**WHAT YOU ARE ASKED TO DO:** Reproduce the lines of the data starting with the line containing "Show me kneeling player." and continuing through the end of the data, including that line and the requests. Multiply every coordinate in the answers by 0.25, rounding each result to a whole number with halves rounded up.

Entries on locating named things
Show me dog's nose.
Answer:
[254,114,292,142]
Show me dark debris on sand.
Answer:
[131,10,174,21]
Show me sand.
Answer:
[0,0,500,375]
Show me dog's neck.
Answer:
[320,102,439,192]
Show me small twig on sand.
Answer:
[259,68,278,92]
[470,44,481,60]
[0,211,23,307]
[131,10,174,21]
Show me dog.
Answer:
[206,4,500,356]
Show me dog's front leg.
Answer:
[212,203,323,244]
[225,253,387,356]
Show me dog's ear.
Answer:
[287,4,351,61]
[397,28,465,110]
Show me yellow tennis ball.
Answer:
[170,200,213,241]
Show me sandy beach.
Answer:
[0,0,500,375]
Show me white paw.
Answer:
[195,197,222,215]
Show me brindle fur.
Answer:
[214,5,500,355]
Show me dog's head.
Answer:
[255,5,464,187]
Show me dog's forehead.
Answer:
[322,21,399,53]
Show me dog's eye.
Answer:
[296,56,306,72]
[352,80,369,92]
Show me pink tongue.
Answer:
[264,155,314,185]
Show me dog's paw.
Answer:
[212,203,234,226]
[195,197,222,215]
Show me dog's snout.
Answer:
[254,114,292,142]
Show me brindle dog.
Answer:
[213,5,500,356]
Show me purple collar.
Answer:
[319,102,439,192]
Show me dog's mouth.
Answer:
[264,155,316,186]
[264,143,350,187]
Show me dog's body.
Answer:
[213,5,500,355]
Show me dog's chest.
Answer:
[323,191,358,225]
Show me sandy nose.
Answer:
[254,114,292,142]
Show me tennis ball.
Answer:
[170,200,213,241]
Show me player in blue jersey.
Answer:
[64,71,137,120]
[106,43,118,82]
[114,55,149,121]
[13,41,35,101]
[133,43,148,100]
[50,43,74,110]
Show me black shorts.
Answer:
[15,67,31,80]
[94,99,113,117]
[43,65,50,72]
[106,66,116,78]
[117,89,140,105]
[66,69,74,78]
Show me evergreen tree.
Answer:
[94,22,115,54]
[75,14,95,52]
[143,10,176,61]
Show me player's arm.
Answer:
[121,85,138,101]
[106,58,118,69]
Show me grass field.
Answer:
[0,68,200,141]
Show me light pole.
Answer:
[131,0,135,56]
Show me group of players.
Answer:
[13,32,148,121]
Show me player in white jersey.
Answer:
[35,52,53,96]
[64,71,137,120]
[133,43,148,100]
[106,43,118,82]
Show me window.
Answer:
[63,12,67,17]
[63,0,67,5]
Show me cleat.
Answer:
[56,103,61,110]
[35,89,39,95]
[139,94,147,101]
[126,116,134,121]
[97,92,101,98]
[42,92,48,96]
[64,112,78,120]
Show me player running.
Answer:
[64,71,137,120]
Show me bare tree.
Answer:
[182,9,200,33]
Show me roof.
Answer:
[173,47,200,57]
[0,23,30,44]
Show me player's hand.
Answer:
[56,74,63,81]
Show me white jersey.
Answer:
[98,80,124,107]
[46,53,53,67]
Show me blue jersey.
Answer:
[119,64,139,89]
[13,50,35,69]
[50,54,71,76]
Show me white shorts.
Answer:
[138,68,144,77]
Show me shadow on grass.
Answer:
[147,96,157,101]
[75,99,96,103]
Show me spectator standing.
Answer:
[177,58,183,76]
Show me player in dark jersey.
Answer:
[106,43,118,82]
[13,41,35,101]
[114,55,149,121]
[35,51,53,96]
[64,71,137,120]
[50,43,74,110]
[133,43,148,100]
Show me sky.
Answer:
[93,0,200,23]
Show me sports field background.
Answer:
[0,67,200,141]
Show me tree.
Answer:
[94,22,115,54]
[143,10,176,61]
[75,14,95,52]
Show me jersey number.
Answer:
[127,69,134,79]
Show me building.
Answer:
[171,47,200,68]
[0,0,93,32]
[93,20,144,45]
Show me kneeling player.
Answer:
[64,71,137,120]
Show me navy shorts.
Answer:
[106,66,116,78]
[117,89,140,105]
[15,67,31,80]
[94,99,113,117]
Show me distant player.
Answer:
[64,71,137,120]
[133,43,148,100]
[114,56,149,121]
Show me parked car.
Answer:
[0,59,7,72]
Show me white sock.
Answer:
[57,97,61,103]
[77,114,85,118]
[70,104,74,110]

**WORKED SOLUTION:**
Show me kneeling player.
Answer:
[16,18,34,30]
Show me navy shorts.
Answer:
[27,17,29,20]
[29,22,35,26]
[4,17,8,20]
[24,25,28,29]
Show me distant player.
Answer:
[16,18,34,30]
[33,11,37,25]
[29,14,37,30]
Show me parked car.
Answer:
[0,15,2,18]
Show me white sock.
Answer:
[14,24,15,26]
[19,29,21,30]
[18,26,19,28]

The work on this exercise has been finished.